= EXERCISE DESCRIPTION =
Please report every line of the listing below that has the word "above" in it.

= DATA =
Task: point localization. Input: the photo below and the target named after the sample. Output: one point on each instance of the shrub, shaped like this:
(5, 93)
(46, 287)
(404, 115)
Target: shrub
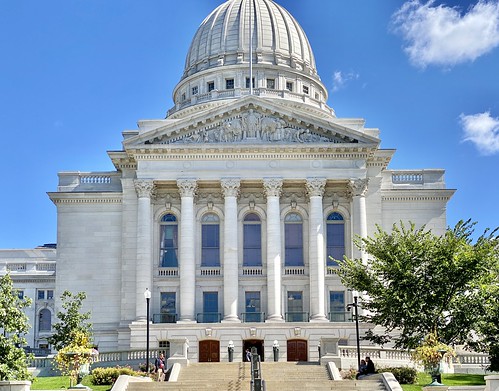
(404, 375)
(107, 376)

==

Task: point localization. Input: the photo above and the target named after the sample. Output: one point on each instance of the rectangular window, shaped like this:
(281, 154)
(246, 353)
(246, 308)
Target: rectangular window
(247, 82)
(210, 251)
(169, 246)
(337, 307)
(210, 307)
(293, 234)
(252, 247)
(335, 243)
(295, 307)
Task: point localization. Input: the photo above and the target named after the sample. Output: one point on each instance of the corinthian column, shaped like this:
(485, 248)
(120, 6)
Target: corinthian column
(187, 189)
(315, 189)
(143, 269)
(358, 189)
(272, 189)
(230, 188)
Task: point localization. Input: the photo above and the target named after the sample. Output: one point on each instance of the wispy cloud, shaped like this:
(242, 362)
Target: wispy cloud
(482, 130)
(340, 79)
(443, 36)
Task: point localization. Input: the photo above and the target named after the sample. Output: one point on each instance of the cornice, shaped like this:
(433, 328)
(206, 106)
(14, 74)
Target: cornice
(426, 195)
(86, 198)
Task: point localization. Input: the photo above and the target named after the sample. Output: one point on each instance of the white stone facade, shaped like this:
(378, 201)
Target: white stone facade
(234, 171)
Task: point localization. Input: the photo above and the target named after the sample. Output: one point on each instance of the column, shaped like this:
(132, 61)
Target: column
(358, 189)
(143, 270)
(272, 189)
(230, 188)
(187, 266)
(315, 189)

= FINISHED TASK =
Task: point localization. Input: the photo above and the target named after the sample. Output: one point on each instance of the rectangular window, shaped like this:
Task: point localization. Input: the photo above and the target named after the sample. Output: one point on each instance of the corinthian column, shaped like this:
Task: point localization. Input: the photo above and the target named after the sample. Output: one point on each instance of the wispy cloud, shaped like this:
Task: point localization. Input: the photo above and the target named after the sample. Output: one point on each instance of the cornice, shaped like this:
Task: point localization. Input: the photo above and the target named after the sample. Output: one point on each instance of the white stone facade, shaped like this:
Task: point localization. Input: the photo above and the target named after the sample. Output: one point on each instance of the column, shaped like this:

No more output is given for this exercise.